## Task details
Return the data below in full, exactly as it stands.

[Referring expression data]
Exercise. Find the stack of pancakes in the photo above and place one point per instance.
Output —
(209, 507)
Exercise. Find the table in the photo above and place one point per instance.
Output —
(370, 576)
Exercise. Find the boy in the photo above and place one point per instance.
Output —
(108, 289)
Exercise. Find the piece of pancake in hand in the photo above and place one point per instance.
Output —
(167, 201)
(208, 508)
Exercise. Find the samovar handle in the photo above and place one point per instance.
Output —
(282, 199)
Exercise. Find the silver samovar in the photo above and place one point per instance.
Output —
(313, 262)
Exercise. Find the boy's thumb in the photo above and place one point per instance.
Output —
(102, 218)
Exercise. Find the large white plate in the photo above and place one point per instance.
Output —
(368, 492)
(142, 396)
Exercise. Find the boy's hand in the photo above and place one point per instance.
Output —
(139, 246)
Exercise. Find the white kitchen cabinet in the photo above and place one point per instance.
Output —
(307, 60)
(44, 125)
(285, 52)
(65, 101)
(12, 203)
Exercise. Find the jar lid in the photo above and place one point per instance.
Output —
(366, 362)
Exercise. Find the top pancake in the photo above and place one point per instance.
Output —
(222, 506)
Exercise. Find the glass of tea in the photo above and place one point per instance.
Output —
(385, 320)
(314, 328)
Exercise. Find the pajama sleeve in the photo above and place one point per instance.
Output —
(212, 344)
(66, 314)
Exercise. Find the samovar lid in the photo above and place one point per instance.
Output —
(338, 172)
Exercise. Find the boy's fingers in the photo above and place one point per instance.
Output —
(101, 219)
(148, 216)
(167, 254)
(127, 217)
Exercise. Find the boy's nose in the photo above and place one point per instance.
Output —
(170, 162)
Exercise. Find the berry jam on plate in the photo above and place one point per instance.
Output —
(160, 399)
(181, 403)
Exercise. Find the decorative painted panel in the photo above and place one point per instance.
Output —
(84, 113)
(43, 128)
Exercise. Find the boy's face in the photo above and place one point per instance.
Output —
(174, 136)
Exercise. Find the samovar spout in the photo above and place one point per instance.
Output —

## Written reply
Exercise. Find the stack of pancakes in the photo above and place one point per instance.
Output —
(209, 507)
Exercise. Find the table in the photo above and place one point per instance.
Output —
(370, 576)
Exercise. Find the boy in the photo above and place one point per instance.
Output —
(108, 289)
Exercise. Find the piece of pancake in hand in the photo above and place one point per instance.
Output —
(167, 201)
(208, 508)
Exercise. Find the samovar handle in the photo above and place one point per instance.
Output —
(282, 199)
Exercise. Find the silver samovar in the photo above and place one point per instance.
Output —
(313, 262)
Exercise. Find the boy's thumb in the photo above and place one point per instance.
Output —
(102, 218)
Exercise. Find the large white plate in the photo above and place one point per instance.
Output —
(368, 492)
(142, 396)
Exercise. Find the boy's hand in the photo above and place one point per instance.
Output —
(139, 246)
Exercise. Find the white kitchen cabinet in the photo above and place one point per instance.
Output —
(307, 60)
(44, 125)
(285, 52)
(65, 101)
(12, 203)
Exercise. Find the jar lid in the photo above and place one point per instance.
Output —
(366, 362)
Exercise. Find the top pancake in the photo above and place one point per instance.
Output —
(222, 506)
Exercise. Find the glass of tea in the photo above and place one point per instance.
Output —
(385, 320)
(314, 328)
Exercise. Find the pajama sleeve in the photo above and place one point per instance.
Output —
(212, 344)
(66, 314)
Exercise. Find the samovar lid in the photo above and place one point per instance.
Output —
(338, 172)
Exercise. Find the boy's fingers in the photo above and place one point per instance.
Output —
(101, 219)
(148, 216)
(167, 254)
(127, 217)
Exercise. Find the boy's nose in the photo above and place one point per instance.
Output —
(170, 162)
Exercise. Find the berry jam on plate in the photo above and place one point per instance.
Output —
(160, 399)
(181, 403)
Exercise. Find the decorative painted panel in the photo above and place one point per instance.
Output —
(84, 113)
(43, 128)
Exercise. Find the boy's face in the photo above and place one point per instance.
Output —
(174, 136)
Exercise. Find the samovar spout in the photo above and place one point per instance.
Output —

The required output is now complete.